> _Work item_
Every entry should appear in your answer exactly as it does here.

[Point localization data]
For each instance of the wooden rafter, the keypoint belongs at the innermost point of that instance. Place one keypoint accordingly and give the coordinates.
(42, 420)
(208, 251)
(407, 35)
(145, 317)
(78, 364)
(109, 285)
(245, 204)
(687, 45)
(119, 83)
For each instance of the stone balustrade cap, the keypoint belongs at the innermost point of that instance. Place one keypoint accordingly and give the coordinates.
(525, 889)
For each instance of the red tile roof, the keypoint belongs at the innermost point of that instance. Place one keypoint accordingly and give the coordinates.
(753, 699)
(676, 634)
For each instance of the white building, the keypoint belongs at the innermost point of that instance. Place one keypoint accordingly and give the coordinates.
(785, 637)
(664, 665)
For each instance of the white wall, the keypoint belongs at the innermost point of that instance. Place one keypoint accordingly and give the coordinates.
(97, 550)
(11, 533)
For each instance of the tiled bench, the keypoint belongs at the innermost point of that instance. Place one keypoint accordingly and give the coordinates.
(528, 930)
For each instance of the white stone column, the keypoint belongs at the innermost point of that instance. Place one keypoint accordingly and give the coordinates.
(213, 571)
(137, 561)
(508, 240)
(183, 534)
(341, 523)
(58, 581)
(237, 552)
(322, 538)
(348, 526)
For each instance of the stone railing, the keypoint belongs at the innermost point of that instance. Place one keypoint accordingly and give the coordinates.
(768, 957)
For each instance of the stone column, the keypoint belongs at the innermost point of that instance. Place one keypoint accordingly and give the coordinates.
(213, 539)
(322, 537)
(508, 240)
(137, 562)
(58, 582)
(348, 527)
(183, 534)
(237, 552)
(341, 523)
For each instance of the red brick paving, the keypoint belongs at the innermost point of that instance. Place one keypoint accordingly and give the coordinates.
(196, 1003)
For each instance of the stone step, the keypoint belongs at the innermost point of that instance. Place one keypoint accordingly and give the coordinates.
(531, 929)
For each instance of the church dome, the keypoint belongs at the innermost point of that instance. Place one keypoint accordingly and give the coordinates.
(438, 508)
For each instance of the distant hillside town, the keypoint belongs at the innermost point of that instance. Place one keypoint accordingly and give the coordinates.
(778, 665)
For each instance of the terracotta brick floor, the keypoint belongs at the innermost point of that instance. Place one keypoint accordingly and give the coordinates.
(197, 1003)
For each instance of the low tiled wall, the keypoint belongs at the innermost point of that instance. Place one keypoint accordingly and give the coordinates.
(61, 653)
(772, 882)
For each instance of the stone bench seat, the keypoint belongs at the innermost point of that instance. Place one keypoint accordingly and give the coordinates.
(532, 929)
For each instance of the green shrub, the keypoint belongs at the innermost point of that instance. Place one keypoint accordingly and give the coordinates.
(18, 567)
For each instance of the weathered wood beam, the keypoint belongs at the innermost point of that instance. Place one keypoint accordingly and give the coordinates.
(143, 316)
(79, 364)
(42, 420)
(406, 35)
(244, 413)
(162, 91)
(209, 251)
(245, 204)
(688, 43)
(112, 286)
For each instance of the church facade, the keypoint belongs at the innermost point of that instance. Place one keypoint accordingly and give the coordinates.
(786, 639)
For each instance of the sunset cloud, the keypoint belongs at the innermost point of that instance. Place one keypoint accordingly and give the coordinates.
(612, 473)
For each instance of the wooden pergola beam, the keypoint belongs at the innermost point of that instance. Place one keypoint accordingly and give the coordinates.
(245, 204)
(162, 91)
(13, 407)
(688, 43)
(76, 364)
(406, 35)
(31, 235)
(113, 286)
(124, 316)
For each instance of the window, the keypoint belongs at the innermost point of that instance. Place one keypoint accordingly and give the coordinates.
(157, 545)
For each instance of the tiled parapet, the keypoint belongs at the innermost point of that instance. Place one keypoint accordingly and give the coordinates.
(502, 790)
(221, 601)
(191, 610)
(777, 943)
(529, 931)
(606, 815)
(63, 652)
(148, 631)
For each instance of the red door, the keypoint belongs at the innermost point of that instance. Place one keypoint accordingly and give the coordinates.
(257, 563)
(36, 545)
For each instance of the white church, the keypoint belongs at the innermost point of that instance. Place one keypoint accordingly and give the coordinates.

> _Exercise answer_
For each instance of the wooden rafter, the keypoint belongs at the innermost point of that instance. Place one keypoint accordingly and give the coordinates.
(42, 420)
(208, 251)
(407, 35)
(145, 317)
(78, 364)
(109, 285)
(245, 204)
(687, 45)
(119, 83)
For each instance of the stone balustrade cap, the keypoint belongs at the innermost point of that instance. Place one keypoint accordingly and give the coordinates.
(525, 889)
For each instance of the red tile roof, the keypoint belongs at the innermost point of that instance. Place one keypoint accordingly and give the coordinates.
(753, 699)
(676, 634)
For each instance of the white building, the keypoint belongs at the innermost point of that instance. Place one keypoint accordingly and give the coordinates.
(785, 637)
(664, 665)
For each instance of the white wall, the keypoint belongs at the innermost point of that instance. Place one keypoint accordingly and give the coordinates.
(97, 550)
(11, 533)
For each instance of the tiled bench, the keypoint belongs at the innermost point of that instance. Place one keypoint accordingly and give the coordinates.
(528, 930)
For each instance of the white stone column, the keypoint belongs at the innermost point of that instance. Place one keypoint accordingly and give the coordinates.
(213, 571)
(137, 561)
(508, 240)
(183, 534)
(341, 523)
(58, 581)
(237, 552)
(322, 538)
(348, 526)
For each instance of the stone railing, the keypoint belongs at the innermost point of that instance. Place one keypoint accordingly and give the coordinates.
(768, 957)
For each instance of the stone column, the keypoint belongs at the innermost point of that instance. Place one keypoint accordingly and give the coordinates.
(213, 539)
(322, 537)
(508, 240)
(137, 562)
(58, 582)
(348, 527)
(183, 534)
(237, 552)
(341, 523)
For each instance of the red brick paving, the keypoint belongs at the innermost point of that instance. Place one keypoint accordingly and give the coordinates.
(196, 1003)
For each instance of the stone step, the keypoint belongs at the innermost point of that instance. Place one keypoint accordingly and give the coordinates.
(531, 929)
For each instance of the church dome, the keypoint belongs at the innermost point of that instance. Place one keypoint accordingly and give the coordinates.
(438, 508)
For each instance of the distant hillside town, the keypoint belongs at the innermost point of that instance. Place one keypoint accordingly and give the coordinates.
(778, 665)
For each instance of the terracotta brick floor, the keypoint belongs at the innermost point of that instance. Place one keypoint accordingly and give the coordinates.
(197, 1003)
For each instance of the low tiled wall, the keypoint belongs at the innermost point of that instance. Place one keypoint accordingly and give the coordinates.
(61, 653)
(772, 882)
For each instance of the stone bench seat, the keypoint belongs at the innermost point of that instance. Place one keypoint accordingly and give the coordinates.
(532, 929)
For each instance of the green shrub, the keypoint belongs at the innermost point of that instance. Place one keypoint accordingly and give the coordinates.
(18, 567)
For each instance of the weathered wood beam, the keypoint belongs at the innermost point of that instance. Place one keypoint accordingly and give the coordinates.
(143, 316)
(79, 364)
(42, 420)
(406, 35)
(244, 413)
(162, 91)
(209, 251)
(245, 204)
(688, 43)
(112, 286)
For each instance of the church facade, the keypoint belongs at the innermost point of that instance. Place one keypoint accordingly and give the coordinates.
(786, 639)
For each instance of the sunset cloud, the keypoint belongs at the innermost point of that instance. Place one keypoint accordingly and give the coordinates.
(612, 473)
For each instance of the wooden pergola beam, the keypoint belongs at the innermost point of that instance. Place one keypoint accordingly and give the coordinates.
(245, 204)
(162, 91)
(13, 407)
(688, 43)
(76, 364)
(406, 35)
(31, 235)
(113, 286)
(124, 316)
For each instance of the window, the keypoint belongs at the innermost point of that instance. Place one keypoint accordingly and give the coordinates.
(157, 545)
For each instance of the tiled parapet, the keypoint belongs at the innermost point of that instance. Place one keypoint accordingly and give the coordinates.
(502, 790)
(221, 601)
(191, 610)
(777, 943)
(529, 931)
(606, 815)
(63, 652)
(148, 631)
For each instance of the red door, the keypoint belongs at the innermost point of that instance. Place one keypoint accordingly and give the coordinates.
(257, 563)
(36, 545)
For each instance of the white church, the keypoint belongs at the innermost point of that instance. Place one keypoint accordingly and give the coordinates.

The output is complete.